What is being asked:
Report back every line of the entries that contains "grassy", exactly as written.

** Input for this task follows **

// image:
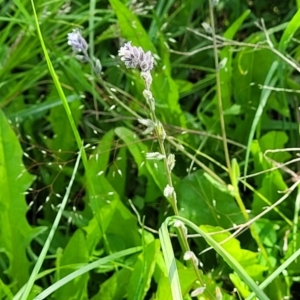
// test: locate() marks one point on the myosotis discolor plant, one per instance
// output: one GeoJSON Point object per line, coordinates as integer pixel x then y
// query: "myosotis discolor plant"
{"type": "Point", "coordinates": [135, 57]}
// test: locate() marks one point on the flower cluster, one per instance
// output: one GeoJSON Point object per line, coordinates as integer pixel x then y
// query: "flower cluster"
{"type": "Point", "coordinates": [77, 42]}
{"type": "Point", "coordinates": [135, 57]}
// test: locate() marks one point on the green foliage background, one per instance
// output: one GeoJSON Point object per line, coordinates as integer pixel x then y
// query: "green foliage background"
{"type": "Point", "coordinates": [107, 239]}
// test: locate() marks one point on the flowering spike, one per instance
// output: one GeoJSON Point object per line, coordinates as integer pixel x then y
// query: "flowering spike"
{"type": "Point", "coordinates": [77, 42]}
{"type": "Point", "coordinates": [135, 57]}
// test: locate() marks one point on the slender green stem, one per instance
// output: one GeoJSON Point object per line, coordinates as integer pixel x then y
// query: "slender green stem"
{"type": "Point", "coordinates": [46, 246]}
{"type": "Point", "coordinates": [181, 232]}
{"type": "Point", "coordinates": [218, 83]}
{"type": "Point", "coordinates": [73, 126]}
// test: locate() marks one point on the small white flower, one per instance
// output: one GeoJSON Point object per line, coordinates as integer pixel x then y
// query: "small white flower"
{"type": "Point", "coordinates": [135, 57]}
{"type": "Point", "coordinates": [198, 291]}
{"type": "Point", "coordinates": [154, 156]}
{"type": "Point", "coordinates": [179, 224]}
{"type": "Point", "coordinates": [171, 161]}
{"type": "Point", "coordinates": [77, 42]}
{"type": "Point", "coordinates": [190, 255]}
{"type": "Point", "coordinates": [168, 191]}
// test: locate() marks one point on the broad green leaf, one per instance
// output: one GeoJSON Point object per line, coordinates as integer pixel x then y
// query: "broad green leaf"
{"type": "Point", "coordinates": [111, 215]}
{"type": "Point", "coordinates": [75, 252]}
{"type": "Point", "coordinates": [114, 288]}
{"type": "Point", "coordinates": [15, 232]}
{"type": "Point", "coordinates": [204, 203]}
{"type": "Point", "coordinates": [271, 184]}
{"type": "Point", "coordinates": [247, 259]}
{"type": "Point", "coordinates": [143, 270]}
{"type": "Point", "coordinates": [289, 31]}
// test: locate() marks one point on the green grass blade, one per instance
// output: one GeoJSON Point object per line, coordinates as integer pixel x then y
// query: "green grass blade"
{"type": "Point", "coordinates": [170, 261]}
{"type": "Point", "coordinates": [276, 273]}
{"type": "Point", "coordinates": [45, 249]}
{"type": "Point", "coordinates": [87, 268]}
{"type": "Point", "coordinates": [228, 258]}
{"type": "Point", "coordinates": [270, 81]}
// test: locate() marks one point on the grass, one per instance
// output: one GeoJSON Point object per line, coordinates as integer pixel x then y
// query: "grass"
{"type": "Point", "coordinates": [83, 213]}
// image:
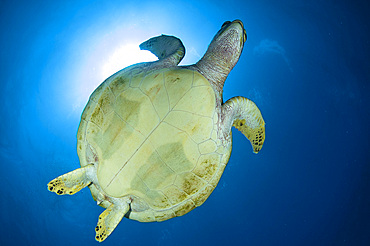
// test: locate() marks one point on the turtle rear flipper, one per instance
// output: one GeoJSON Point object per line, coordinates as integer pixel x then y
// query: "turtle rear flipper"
{"type": "Point", "coordinates": [71, 182]}
{"type": "Point", "coordinates": [245, 116]}
{"type": "Point", "coordinates": [168, 49]}
{"type": "Point", "coordinates": [109, 219]}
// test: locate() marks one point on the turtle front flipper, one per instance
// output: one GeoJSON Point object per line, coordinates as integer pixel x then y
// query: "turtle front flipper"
{"type": "Point", "coordinates": [109, 219]}
{"type": "Point", "coordinates": [71, 182]}
{"type": "Point", "coordinates": [245, 116]}
{"type": "Point", "coordinates": [168, 49]}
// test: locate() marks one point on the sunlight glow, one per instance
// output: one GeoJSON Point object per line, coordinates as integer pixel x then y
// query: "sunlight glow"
{"type": "Point", "coordinates": [124, 56]}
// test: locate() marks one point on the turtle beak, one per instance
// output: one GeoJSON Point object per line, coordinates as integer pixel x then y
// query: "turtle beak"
{"type": "Point", "coordinates": [244, 39]}
{"type": "Point", "coordinates": [228, 24]}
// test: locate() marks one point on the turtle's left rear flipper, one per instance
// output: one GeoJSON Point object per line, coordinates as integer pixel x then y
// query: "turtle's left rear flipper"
{"type": "Point", "coordinates": [245, 116]}
{"type": "Point", "coordinates": [71, 182]}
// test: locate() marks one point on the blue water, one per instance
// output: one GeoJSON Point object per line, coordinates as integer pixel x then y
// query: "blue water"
{"type": "Point", "coordinates": [305, 64]}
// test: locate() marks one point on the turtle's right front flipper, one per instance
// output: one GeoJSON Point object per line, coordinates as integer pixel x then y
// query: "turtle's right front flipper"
{"type": "Point", "coordinates": [168, 49]}
{"type": "Point", "coordinates": [71, 182]}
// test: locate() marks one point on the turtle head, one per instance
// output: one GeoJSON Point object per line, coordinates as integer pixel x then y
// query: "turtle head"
{"type": "Point", "coordinates": [223, 53]}
{"type": "Point", "coordinates": [227, 45]}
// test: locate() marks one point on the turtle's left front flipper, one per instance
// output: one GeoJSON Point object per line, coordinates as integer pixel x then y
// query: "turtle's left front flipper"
{"type": "Point", "coordinates": [71, 182]}
{"type": "Point", "coordinates": [244, 115]}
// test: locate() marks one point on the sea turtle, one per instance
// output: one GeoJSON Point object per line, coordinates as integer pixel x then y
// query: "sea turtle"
{"type": "Point", "coordinates": [155, 137]}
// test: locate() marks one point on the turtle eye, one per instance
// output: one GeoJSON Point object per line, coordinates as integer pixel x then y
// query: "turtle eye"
{"type": "Point", "coordinates": [225, 24]}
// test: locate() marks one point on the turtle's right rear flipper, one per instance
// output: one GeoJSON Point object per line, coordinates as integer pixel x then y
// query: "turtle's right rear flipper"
{"type": "Point", "coordinates": [71, 182]}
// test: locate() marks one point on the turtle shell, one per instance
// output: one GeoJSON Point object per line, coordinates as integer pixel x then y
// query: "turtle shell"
{"type": "Point", "coordinates": [154, 138]}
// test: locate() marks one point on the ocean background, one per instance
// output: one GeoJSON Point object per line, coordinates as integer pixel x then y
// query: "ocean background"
{"type": "Point", "coordinates": [305, 64]}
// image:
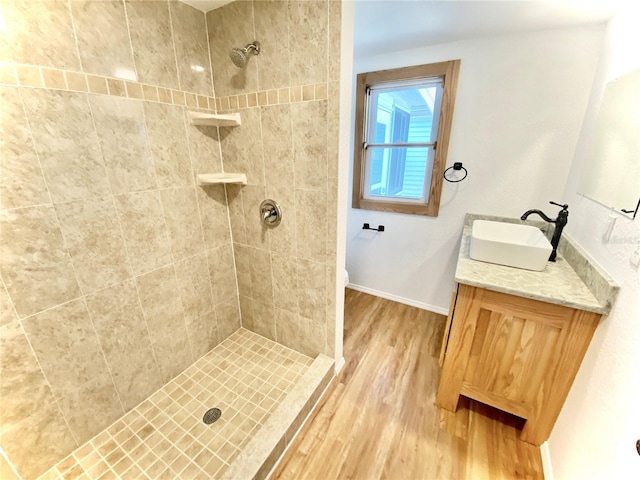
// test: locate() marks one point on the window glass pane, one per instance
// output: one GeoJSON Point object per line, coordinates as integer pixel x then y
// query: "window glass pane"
{"type": "Point", "coordinates": [406, 112]}
{"type": "Point", "coordinates": [398, 172]}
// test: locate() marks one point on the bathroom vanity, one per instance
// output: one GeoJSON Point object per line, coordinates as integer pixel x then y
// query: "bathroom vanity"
{"type": "Point", "coordinates": [514, 339]}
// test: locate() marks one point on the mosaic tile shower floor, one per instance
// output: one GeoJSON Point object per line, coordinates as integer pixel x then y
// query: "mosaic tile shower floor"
{"type": "Point", "coordinates": [164, 437]}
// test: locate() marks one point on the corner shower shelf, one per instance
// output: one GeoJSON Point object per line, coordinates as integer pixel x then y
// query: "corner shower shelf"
{"type": "Point", "coordinates": [215, 119]}
{"type": "Point", "coordinates": [218, 178]}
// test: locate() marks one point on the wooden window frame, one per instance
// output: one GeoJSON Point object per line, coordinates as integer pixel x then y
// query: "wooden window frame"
{"type": "Point", "coordinates": [448, 71]}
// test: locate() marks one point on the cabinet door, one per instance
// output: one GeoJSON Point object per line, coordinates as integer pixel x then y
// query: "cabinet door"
{"type": "Point", "coordinates": [515, 354]}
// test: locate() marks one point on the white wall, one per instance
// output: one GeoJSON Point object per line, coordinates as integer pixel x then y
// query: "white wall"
{"type": "Point", "coordinates": [519, 109]}
{"type": "Point", "coordinates": [595, 435]}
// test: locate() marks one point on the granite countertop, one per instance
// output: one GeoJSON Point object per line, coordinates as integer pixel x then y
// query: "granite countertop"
{"type": "Point", "coordinates": [558, 283]}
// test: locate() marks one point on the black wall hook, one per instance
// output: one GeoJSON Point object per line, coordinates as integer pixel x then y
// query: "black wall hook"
{"type": "Point", "coordinates": [456, 166]}
{"type": "Point", "coordinates": [379, 229]}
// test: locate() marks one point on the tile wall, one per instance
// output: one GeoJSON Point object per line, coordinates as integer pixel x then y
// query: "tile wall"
{"type": "Point", "coordinates": [117, 270]}
{"type": "Point", "coordinates": [288, 146]}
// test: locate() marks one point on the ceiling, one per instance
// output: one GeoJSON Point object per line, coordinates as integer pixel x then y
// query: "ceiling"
{"type": "Point", "coordinates": [384, 26]}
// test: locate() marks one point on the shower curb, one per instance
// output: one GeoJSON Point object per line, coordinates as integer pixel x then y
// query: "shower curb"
{"type": "Point", "coordinates": [261, 453]}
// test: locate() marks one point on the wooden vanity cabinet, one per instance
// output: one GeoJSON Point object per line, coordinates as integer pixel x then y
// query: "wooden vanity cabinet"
{"type": "Point", "coordinates": [513, 353]}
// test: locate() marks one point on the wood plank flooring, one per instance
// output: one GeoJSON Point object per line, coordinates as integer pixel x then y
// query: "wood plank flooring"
{"type": "Point", "coordinates": [379, 419]}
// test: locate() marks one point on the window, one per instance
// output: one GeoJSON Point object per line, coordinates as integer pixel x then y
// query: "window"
{"type": "Point", "coordinates": [403, 120]}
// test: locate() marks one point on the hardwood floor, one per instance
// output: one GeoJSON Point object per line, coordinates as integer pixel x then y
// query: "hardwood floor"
{"type": "Point", "coordinates": [379, 418]}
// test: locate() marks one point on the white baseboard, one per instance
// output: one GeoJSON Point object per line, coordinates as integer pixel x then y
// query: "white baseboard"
{"type": "Point", "coordinates": [546, 461]}
{"type": "Point", "coordinates": [339, 364]}
{"type": "Point", "coordinates": [399, 299]}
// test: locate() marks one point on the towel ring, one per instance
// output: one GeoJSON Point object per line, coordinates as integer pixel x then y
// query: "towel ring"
{"type": "Point", "coordinates": [456, 166]}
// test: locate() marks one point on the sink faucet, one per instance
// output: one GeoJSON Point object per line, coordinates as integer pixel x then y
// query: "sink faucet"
{"type": "Point", "coordinates": [559, 222]}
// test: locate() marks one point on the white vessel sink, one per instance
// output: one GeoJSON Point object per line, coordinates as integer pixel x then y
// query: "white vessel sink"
{"type": "Point", "coordinates": [510, 244]}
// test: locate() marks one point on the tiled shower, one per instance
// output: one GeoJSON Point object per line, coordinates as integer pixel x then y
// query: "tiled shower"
{"type": "Point", "coordinates": [118, 271]}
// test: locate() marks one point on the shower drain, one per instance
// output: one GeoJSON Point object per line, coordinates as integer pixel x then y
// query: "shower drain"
{"type": "Point", "coordinates": [211, 415]}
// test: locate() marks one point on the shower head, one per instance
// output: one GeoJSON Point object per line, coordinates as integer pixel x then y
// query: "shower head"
{"type": "Point", "coordinates": [240, 56]}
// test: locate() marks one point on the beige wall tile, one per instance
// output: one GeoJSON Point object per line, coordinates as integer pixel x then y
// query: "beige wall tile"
{"type": "Point", "coordinates": [189, 29]}
{"type": "Point", "coordinates": [272, 97]}
{"type": "Point", "coordinates": [22, 180]}
{"type": "Point", "coordinates": [67, 347]}
{"type": "Point", "coordinates": [7, 311]}
{"type": "Point", "coordinates": [177, 97]}
{"type": "Point", "coordinates": [144, 230]}
{"type": "Point", "coordinates": [76, 81]}
{"type": "Point", "coordinates": [308, 41]}
{"type": "Point", "coordinates": [165, 319]}
{"type": "Point", "coordinates": [246, 312]}
{"type": "Point", "coordinates": [214, 215]}
{"type": "Point", "coordinates": [272, 29]}
{"type": "Point", "coordinates": [6, 471]}
{"type": "Point", "coordinates": [311, 225]}
{"type": "Point", "coordinates": [191, 100]}
{"type": "Point", "coordinates": [241, 149]}
{"type": "Point", "coordinates": [8, 74]}
{"type": "Point", "coordinates": [333, 134]}
{"type": "Point", "coordinates": [134, 90]}
{"type": "Point", "coordinates": [285, 282]}
{"type": "Point", "coordinates": [97, 84]}
{"type": "Point", "coordinates": [204, 148]}
{"type": "Point", "coordinates": [309, 127]}
{"type": "Point", "coordinates": [195, 286]}
{"type": "Point", "coordinates": [164, 95]}
{"type": "Point", "coordinates": [122, 133]}
{"type": "Point", "coordinates": [295, 93]}
{"type": "Point", "coordinates": [283, 95]}
{"type": "Point", "coordinates": [103, 38]}
{"type": "Point", "coordinates": [203, 333]}
{"type": "Point", "coordinates": [122, 332]}
{"type": "Point", "coordinates": [261, 276]}
{"type": "Point", "coordinates": [153, 51]}
{"type": "Point", "coordinates": [282, 239]}
{"type": "Point", "coordinates": [116, 87]}
{"type": "Point", "coordinates": [183, 221]}
{"type": "Point", "coordinates": [34, 432]}
{"type": "Point", "coordinates": [277, 145]}
{"type": "Point", "coordinates": [168, 140]}
{"type": "Point", "coordinates": [243, 269]}
{"type": "Point", "coordinates": [92, 234]}
{"type": "Point", "coordinates": [54, 79]}
{"type": "Point", "coordinates": [228, 315]}
{"type": "Point", "coordinates": [231, 26]}
{"type": "Point", "coordinates": [287, 328]}
{"type": "Point", "coordinates": [320, 91]}
{"type": "Point", "coordinates": [257, 233]}
{"type": "Point", "coordinates": [74, 168]}
{"type": "Point", "coordinates": [50, 41]}
{"type": "Point", "coordinates": [312, 289]}
{"type": "Point", "coordinates": [222, 271]}
{"type": "Point", "coordinates": [36, 267]}
{"type": "Point", "coordinates": [332, 218]}
{"type": "Point", "coordinates": [236, 213]}
{"type": "Point", "coordinates": [308, 93]}
{"type": "Point", "coordinates": [264, 320]}
{"type": "Point", "coordinates": [335, 19]}
{"type": "Point", "coordinates": [313, 336]}
{"type": "Point", "coordinates": [150, 92]}
{"type": "Point", "coordinates": [29, 76]}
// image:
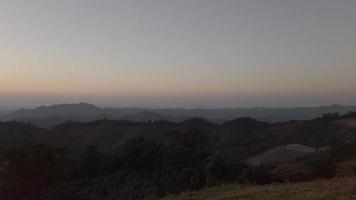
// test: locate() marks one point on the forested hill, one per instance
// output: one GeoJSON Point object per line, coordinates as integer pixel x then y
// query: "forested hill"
{"type": "Point", "coordinates": [110, 159]}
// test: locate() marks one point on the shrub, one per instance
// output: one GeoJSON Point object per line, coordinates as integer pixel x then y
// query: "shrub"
{"type": "Point", "coordinates": [347, 168]}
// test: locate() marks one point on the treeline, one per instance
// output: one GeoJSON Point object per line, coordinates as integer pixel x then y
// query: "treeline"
{"type": "Point", "coordinates": [160, 158]}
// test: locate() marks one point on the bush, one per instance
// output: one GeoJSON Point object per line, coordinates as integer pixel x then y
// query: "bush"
{"type": "Point", "coordinates": [255, 175]}
{"type": "Point", "coordinates": [347, 168]}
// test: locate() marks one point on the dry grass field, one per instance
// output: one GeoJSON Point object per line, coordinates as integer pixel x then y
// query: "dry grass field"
{"type": "Point", "coordinates": [334, 189]}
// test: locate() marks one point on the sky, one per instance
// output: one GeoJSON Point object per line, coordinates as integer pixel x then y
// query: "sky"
{"type": "Point", "coordinates": [178, 53]}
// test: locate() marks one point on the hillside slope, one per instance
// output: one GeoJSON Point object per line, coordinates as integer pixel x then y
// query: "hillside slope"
{"type": "Point", "coordinates": [336, 189]}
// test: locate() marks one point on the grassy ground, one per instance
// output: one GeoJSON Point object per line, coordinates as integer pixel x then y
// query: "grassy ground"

** End of Input for this task **

Task answer:
// test: locate() marks one point on the grassy ground, one per instance
// query: "grassy ground"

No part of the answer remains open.